(TEXT FOR ANALYSIS begins)
Consenting hospitalized adults (age ≥18 years) with confirmed or suspected SARS-CoV-2 infection were eligible for the trial if they were admitted to the hospital with symptoms suggestive of COVID-19 (eg, fever or equivalent, loss of smell and/or taste, fatigue), had severe acute respiratory syndrome characterized by shortness of breath (dyspnea) or typical or atypical pneumonia on imaging, or oxygen desaturation (as measured by pulse oximetry [Spo₂] ≤ 93%). The main exclusion criteria were clear indications or contraindications for the use of colchicine, pregnancy or breastfeeding, chronic kidney disease (creatinine clearance <15 mL/min/m² [to convert to mL/s/m₂, multiply by 0.0167]), and a negative result on a reverse transcription–polymerase chain reaction (RT-PCR) test for SARS-COV-2 available before randomization.

Randomization and Intervention

Research electronic data capture (REDCap; Vanderbilt University) online web-based forms hosted at the Population Health Research Institute in Hamilton, Canada, were used for the concealed sequential randomization process as well as collecting hospital stay, discharge from hospital, and 28-day follow-up data.¹⁴ Patients were assigned in a 1:1 ratio to receive usual care or usual care plus colchicine. Randomization was restricted with blocks of random sizes and stratified by mechanical ventilation status at baseline.

Colchicine was administered orally in a loading dose of 1.5 mg immediately after randomization, followed by 0.5 mg orally within 2 hours of the initial dose, and subsequently 0.5 mg orally twice a day for 14 days or discharge, whichever occurred first. The colchicine dose was reduced in patients with kidney or liver dysfunction or if drugs that could interact were used concomitantly (eMethods in Supplement 2).

Data Collection

We collected baseline demographic data, major clinical risk factors of known prognostic value for COVID-19, respiratory status on admission, and baseline therapies. Information regarding trial outcomes, adverse events, potential adverse reactions, and active treatment adherence was recorded during the hospital stay or up to 28 days if the patient was still hospitalized. In all patients, the vital status was ascertained up to day 28.
(TEXT FOR ANALYSIS ends)
(GIVEN ENTRIES begins)
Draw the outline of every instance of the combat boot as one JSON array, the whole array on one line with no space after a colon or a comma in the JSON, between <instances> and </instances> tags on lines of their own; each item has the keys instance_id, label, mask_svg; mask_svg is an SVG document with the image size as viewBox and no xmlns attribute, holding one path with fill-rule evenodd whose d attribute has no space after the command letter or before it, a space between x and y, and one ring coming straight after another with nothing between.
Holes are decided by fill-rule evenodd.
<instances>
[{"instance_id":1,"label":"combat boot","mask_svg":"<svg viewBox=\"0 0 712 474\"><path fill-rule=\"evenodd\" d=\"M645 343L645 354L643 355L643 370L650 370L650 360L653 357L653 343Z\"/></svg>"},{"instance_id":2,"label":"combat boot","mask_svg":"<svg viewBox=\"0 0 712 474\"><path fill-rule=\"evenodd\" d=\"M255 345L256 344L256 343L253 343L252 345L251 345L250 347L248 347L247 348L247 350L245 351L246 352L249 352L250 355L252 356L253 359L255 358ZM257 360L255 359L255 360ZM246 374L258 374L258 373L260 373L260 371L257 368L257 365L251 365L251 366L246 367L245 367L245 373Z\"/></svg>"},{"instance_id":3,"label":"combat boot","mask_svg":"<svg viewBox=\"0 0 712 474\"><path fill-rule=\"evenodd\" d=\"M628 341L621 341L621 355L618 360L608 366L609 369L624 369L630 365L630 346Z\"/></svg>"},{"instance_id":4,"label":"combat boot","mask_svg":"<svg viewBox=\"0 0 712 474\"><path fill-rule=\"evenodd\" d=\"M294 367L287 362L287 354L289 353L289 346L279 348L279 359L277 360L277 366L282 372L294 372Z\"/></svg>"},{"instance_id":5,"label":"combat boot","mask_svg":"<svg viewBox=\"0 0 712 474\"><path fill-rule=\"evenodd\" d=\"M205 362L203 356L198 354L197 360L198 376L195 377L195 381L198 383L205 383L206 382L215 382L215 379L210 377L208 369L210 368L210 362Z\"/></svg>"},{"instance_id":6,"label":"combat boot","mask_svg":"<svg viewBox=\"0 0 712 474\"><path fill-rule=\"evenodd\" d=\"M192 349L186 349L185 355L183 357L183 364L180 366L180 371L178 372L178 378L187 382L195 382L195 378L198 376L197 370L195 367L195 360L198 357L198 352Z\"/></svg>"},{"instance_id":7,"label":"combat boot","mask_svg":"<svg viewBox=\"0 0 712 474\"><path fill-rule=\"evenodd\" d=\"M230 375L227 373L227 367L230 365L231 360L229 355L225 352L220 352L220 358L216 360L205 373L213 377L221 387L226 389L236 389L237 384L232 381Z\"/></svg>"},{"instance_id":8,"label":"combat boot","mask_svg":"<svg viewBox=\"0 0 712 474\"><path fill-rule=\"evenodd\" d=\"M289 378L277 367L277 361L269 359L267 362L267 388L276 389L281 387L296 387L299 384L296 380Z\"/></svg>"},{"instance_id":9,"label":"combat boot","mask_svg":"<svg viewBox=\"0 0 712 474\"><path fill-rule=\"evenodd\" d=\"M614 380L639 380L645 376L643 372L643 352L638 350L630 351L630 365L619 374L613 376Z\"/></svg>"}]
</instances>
(GIVEN ENTRIES ends)
● THE PROBLEM: Can you extend the passage on the colchicine COVID-19 trial, picking up after its last sentence? The stored data have no connection to the passage on the colchicine COVID-19 trial.

● TASK OUTPUT:
Outcomes

The original trial protocol (in Supplement 1) included in-hospital mortality as the primary outcome and the composite of a new requirement for mechanical ventilation or death as a key secondary outcome. However, there was a low recruitment rate and low likelihood of reaching the original estimated sample size of 2500 patients. Contextualizing this fact in the setting of a pandemic with high mortality and morbidity rates worldwide requiring rapid and simple beneficial treatments, in November 2020, the executive committee decided to change the primary outcome prior to knowing the results to include 2 coprimary hierarchical outcomes with the aim of reducing the trial sample size and potentially getting an earlier result. Therefore, the first coprimary outcome was the composite of a new requirement for mechanical ventilation or death evaluated at 28 days after randomization. For this outcome, participants intubated at the time of randomization were only followed for death. The second coprimary outcome was death assessed at 28 days after randomization. The amended trial protocol is provided in the eMethods in Supplement 2.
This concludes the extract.